[clang] [llvm] [Offload] Provide a kernel library useable by the offload runtime (PR #104168)

Wed Aug 14 14:45:48 PDT 2024

================
@@ -392,25 +392,52 @@ EXTERN void *omp_target_memset(void *Ptr, int ByteVal, size_t NumBytes,
     DP("filling memory on host via memset");
     memset(Ptr, ByteVal, NumBytes); // ignore return value, memset() cannot fail
   } else {
-    // TODO: replace the omp_target_memset() slow path with the fast path.
-    // That will require the ability to execute a kernel from within
-    // libomptarget.so (which we do not have at the moment).
-
-    // This is a very slow path: create a filled array on the host and upload
-    // it to the GPU device.
-    int InitialDevice = omp_get_initial_device();
-    void *Shadow = omp_target_alloc(NumBytes, InitialDevice);
-    if (Shadow) {
-      (void)memset(Shadow, ByteVal, NumBytes);
-      (void)omp_target_memcpy(Ptr, Shadow, NumBytes, 0, 0, DeviceNum,
-                              InitialDevice);
-      (void)omp_target_free(Shadow, InitialDevice);
-    } else {
-      // If the omp_target_alloc has failed, let's just not do anything.
-      // omp_target_memset does not have any good way to fail, so we
-      // simply avoid a catastrophic failure of the process for now.
-      DP("omp_target_memset failed to fill memory due to error with "
-         "omp_target_alloc");
+    struct LaunchArgsTy {
+      void *Ptr;
+      int ByteVal;
+      size_t NumBytes;
+    } LaunchArgs{Ptr, ByteVal, NumBytes};
+
+    auto NumThreads = NumBytes > 256 ? 256 : NumBytes;
+    auto NumBlocks = (NumBytes + 255) / 256;
+    const char *KernelName = "__memset";
+    switch (ByteVal) {
+    case 0:
+      KernelName = "__memset_zero";
+      break;
+    case ~0:
+      KernelName = "__memset_ones";
+      break;
+    default:
+      break;
+    };
+    // Try to launch the __memset kernel first.
------------------------------------
**Prompt 1:** List every kernel name that the patch can assign to KernelName.
**Prompt 2:** Repeat the part of the patch that starts with "Wed Aug 14 14:45:48" and goes on through "at the moment).", with no changes.
------------------------------------
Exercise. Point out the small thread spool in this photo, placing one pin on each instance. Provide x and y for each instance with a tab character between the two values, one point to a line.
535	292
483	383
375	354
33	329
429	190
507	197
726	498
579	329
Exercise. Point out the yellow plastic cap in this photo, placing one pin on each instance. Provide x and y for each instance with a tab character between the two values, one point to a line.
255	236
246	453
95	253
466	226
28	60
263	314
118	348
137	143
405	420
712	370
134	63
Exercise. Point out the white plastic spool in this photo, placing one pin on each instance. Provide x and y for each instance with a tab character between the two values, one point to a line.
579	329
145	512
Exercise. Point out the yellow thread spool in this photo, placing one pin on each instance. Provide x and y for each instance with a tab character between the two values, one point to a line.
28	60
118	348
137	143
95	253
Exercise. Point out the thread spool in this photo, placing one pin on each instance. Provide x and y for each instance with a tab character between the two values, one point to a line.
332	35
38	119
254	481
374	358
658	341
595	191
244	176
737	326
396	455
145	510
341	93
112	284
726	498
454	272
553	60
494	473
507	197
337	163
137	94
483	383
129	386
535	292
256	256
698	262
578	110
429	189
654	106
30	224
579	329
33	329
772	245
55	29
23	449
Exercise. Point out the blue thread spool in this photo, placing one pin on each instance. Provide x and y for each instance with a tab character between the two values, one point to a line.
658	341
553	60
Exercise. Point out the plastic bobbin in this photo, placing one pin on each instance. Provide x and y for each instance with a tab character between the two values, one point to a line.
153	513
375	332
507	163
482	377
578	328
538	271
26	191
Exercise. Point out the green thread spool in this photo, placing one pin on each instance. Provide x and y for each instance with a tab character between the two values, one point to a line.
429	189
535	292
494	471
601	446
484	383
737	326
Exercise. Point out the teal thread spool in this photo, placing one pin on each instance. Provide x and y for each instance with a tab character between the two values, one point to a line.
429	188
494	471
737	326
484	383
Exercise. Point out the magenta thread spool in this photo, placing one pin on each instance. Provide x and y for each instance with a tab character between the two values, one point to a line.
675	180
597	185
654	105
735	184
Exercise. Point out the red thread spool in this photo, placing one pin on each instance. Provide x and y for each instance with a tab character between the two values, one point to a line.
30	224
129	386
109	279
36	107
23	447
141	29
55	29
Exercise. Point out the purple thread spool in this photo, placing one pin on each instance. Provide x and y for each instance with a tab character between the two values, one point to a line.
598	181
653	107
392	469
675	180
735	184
------------------------------------
**Task response 1:**
__memset
__memset_zero
__memset_ones

**Task response 2:**
Wed Aug 14 14:45:48 PDT 2024

================
@@ -392,25 +392,52 @@ EXTERN void *omp_target_memset(void *Ptr, int ByteVal, size_t NumBytes,
     DP("filling memory on host via memset");
     memset(Ptr, ByteVal, NumBytes); // ignore return value, memset() cannot fail
   } else {
-    // TODO: replace the omp_target_memset() slow path with the fast path.
-    // That will require the ability to execute a kernel from within
-    // libomptarget.so (which we do not have at the moment).